What is expected: Transcribe the lines below exactly as they appear, starting from the first line and continuing up to and including the line that contains "box: [424, 194, 628, 513]".

Record extracts:
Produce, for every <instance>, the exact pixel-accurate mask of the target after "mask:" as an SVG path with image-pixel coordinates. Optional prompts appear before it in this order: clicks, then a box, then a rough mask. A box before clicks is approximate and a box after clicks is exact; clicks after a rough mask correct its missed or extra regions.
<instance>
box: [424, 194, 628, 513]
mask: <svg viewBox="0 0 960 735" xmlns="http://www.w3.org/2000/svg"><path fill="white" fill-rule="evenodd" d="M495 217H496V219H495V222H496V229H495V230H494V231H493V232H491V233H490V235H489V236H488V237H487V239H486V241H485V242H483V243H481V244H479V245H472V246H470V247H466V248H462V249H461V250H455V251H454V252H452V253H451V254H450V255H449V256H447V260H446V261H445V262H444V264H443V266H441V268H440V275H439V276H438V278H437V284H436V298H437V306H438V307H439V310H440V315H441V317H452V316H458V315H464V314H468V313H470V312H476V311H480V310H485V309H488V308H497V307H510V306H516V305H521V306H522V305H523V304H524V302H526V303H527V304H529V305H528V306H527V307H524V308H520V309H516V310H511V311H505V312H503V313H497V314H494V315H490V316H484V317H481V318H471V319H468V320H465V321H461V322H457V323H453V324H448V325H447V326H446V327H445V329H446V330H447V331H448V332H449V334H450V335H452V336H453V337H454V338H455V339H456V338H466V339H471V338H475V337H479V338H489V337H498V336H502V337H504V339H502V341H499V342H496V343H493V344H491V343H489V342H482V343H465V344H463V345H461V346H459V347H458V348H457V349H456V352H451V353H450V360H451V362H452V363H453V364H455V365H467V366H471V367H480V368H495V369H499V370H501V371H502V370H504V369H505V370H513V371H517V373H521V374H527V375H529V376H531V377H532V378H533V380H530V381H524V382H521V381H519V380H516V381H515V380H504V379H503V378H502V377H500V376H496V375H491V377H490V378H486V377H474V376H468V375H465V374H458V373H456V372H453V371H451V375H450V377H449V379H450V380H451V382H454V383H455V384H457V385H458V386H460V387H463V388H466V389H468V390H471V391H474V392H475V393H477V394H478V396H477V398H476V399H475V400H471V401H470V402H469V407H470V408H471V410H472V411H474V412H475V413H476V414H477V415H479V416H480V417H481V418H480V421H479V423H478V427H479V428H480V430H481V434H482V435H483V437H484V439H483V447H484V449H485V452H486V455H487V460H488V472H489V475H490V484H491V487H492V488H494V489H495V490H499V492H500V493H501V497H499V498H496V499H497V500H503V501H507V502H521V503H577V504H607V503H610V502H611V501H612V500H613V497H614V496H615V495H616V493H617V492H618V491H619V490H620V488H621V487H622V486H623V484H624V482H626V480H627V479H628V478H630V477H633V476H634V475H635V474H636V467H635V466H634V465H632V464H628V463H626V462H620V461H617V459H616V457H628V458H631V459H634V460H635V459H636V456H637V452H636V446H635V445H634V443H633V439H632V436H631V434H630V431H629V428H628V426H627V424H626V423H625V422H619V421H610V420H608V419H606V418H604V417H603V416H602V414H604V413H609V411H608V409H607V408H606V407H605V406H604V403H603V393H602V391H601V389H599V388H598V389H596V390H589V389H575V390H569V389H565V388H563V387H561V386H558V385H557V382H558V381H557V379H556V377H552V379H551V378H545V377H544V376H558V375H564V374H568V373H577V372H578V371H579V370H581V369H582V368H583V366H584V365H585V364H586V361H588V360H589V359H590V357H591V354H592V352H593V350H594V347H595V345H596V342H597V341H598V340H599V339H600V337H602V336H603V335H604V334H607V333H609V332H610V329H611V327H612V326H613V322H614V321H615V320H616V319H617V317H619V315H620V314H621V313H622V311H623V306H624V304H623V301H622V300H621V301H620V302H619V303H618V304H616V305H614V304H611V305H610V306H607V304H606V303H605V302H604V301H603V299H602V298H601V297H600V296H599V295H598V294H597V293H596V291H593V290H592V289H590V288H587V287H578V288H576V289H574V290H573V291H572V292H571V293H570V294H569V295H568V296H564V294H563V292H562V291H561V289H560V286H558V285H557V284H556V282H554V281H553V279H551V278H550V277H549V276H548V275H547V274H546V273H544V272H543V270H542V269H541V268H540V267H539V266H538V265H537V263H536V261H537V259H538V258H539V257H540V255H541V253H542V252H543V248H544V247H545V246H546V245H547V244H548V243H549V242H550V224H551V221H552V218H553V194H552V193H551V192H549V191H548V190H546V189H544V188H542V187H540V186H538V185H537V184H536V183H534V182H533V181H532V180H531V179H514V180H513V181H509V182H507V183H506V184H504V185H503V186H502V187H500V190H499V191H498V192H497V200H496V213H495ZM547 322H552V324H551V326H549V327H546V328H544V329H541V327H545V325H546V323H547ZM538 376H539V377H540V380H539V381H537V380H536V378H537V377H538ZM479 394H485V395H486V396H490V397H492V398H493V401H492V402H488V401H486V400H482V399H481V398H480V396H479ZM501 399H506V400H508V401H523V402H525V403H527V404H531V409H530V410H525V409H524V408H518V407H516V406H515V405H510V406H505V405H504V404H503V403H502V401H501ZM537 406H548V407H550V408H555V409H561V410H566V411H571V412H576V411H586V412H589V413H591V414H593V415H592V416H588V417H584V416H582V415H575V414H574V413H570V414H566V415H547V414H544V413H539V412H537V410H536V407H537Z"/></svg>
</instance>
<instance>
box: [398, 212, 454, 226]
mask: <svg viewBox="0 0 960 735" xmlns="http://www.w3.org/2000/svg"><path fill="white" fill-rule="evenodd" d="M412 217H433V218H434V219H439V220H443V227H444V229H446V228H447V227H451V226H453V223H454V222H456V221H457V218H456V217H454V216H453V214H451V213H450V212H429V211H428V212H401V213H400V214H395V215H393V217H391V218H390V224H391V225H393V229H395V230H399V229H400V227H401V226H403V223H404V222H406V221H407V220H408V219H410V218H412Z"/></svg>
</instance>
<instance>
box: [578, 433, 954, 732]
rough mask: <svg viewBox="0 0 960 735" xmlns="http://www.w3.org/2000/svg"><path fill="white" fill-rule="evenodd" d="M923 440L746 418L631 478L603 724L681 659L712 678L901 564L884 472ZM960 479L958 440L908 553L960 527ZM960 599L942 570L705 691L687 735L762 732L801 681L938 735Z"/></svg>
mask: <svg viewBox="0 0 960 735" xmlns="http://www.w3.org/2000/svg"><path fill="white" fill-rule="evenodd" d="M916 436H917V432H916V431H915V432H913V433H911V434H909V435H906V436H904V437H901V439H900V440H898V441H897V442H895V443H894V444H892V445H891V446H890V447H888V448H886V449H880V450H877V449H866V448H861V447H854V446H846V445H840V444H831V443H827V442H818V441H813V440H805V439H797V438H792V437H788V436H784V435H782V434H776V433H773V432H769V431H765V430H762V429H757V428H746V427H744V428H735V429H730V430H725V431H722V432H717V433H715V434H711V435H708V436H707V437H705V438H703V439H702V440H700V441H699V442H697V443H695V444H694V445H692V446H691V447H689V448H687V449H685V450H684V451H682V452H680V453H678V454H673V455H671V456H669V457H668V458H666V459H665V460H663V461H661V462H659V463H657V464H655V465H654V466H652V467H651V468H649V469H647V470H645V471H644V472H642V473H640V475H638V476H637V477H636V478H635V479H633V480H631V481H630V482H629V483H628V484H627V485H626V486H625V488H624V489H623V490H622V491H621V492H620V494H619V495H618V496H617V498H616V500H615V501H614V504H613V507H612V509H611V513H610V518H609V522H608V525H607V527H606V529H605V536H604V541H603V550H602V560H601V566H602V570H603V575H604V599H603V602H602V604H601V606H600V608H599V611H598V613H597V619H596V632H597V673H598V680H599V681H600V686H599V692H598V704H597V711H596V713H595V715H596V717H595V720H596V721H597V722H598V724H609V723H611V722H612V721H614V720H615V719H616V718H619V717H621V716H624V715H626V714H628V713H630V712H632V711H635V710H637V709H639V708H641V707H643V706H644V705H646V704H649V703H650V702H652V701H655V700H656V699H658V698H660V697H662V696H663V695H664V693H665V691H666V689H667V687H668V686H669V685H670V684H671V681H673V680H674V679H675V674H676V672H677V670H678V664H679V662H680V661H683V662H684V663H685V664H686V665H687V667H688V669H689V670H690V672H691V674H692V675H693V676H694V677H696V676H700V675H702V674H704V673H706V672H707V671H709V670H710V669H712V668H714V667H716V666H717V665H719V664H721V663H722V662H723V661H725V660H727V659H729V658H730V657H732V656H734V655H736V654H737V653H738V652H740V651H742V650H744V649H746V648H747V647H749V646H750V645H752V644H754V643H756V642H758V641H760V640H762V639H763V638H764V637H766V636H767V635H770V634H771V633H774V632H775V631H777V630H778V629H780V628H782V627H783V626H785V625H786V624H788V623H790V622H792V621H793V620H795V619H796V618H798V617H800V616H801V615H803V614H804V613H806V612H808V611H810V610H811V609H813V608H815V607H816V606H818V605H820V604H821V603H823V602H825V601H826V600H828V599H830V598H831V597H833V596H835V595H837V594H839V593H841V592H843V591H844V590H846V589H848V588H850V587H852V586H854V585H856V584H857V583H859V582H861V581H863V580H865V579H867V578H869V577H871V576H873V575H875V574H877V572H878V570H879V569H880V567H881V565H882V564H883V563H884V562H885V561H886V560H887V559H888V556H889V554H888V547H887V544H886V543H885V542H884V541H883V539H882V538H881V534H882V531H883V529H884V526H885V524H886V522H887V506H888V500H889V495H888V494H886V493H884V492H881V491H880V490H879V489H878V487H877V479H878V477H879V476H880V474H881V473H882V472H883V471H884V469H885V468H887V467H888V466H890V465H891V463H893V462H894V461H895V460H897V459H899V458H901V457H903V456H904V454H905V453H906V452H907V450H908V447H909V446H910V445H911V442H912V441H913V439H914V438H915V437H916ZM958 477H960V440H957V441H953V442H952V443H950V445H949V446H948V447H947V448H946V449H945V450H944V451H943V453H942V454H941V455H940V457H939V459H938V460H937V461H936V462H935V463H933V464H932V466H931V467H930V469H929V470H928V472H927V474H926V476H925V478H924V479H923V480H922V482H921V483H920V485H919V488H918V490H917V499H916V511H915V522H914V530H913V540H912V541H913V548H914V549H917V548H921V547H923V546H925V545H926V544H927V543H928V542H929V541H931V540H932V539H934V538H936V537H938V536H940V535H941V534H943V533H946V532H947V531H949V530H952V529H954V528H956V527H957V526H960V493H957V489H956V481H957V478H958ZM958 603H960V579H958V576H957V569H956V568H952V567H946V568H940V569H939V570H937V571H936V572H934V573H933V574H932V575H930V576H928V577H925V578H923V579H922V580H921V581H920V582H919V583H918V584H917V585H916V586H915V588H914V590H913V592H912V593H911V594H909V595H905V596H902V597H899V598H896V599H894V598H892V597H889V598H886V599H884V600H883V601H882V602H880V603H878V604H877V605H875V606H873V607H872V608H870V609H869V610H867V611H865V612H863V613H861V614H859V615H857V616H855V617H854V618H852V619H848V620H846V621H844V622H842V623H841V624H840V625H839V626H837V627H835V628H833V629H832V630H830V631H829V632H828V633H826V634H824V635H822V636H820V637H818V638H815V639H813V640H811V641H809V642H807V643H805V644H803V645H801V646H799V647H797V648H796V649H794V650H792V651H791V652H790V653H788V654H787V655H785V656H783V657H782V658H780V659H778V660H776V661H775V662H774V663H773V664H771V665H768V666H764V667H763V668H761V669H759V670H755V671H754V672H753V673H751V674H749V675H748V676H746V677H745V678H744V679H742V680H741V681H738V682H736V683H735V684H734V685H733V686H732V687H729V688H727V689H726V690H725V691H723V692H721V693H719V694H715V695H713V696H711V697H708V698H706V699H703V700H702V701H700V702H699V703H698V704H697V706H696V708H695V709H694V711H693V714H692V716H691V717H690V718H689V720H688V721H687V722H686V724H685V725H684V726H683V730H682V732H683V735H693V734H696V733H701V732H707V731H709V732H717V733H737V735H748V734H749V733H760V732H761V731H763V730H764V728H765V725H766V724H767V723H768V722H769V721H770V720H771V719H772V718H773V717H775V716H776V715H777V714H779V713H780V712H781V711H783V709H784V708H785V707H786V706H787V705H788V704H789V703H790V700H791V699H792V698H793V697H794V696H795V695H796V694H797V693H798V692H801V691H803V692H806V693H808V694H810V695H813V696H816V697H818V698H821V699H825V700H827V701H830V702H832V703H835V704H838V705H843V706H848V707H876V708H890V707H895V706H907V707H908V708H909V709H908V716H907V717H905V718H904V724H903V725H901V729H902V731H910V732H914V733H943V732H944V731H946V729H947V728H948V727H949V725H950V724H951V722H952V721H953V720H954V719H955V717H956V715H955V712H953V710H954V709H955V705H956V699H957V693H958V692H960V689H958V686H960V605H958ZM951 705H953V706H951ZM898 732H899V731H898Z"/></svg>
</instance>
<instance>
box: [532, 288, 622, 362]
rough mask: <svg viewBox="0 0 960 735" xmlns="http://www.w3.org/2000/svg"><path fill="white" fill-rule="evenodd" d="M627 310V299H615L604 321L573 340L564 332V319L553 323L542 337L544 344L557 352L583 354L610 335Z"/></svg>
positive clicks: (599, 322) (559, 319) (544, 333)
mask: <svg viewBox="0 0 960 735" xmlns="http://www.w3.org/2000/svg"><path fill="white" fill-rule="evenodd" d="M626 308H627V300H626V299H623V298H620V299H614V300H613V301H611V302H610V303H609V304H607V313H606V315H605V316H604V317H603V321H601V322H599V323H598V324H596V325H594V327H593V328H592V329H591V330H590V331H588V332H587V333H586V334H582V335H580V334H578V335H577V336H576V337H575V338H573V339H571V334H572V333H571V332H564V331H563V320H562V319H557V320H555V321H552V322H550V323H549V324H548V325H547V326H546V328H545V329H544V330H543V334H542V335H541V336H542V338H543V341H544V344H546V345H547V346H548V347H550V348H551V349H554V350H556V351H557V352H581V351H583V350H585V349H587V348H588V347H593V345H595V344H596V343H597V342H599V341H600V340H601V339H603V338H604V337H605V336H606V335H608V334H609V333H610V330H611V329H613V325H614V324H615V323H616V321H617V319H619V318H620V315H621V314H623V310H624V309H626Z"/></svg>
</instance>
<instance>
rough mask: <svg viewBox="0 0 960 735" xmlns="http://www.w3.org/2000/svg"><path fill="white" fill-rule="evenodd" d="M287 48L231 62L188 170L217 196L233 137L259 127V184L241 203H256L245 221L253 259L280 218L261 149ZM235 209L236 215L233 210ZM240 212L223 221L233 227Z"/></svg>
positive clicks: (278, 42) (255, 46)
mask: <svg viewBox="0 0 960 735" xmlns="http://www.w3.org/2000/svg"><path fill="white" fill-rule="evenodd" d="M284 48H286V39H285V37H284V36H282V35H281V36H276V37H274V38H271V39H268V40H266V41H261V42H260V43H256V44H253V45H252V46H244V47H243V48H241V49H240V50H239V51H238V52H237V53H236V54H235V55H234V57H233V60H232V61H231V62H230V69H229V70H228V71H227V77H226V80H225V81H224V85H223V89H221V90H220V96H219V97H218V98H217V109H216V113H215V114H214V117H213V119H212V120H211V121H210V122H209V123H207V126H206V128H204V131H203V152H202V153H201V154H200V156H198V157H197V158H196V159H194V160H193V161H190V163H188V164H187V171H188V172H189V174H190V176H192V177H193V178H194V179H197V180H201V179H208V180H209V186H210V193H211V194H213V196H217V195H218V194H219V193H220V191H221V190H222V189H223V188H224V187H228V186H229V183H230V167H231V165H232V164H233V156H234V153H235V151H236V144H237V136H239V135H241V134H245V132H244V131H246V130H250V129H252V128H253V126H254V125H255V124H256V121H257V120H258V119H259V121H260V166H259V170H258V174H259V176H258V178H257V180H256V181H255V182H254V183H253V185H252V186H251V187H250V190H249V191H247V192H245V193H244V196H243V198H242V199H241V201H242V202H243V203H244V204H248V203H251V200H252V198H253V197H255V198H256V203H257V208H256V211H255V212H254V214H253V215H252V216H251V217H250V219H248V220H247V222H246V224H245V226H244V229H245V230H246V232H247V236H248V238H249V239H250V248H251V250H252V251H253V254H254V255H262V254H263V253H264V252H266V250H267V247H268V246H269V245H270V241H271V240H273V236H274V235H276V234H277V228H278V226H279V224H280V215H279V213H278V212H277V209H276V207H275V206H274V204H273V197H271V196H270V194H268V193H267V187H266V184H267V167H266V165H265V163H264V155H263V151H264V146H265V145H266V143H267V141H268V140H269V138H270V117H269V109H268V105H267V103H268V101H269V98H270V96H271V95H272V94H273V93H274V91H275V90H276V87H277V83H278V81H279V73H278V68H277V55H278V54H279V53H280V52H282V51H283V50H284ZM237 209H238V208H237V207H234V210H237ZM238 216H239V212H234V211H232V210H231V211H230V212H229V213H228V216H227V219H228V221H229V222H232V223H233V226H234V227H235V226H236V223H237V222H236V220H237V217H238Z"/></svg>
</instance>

Exercise output:
Produce, for every <instance>, the exact pixel-accurate mask of the target after "mask:" as an SVG path with image-pixel coordinates. Optional prompts appear before it in this order: clicks, then a box, then a rough mask. A box before clicks is approximate and a box after clicks is exact; clicks after a rough mask correct its missed or extra regions.
<instance>
box: [424, 194, 628, 513]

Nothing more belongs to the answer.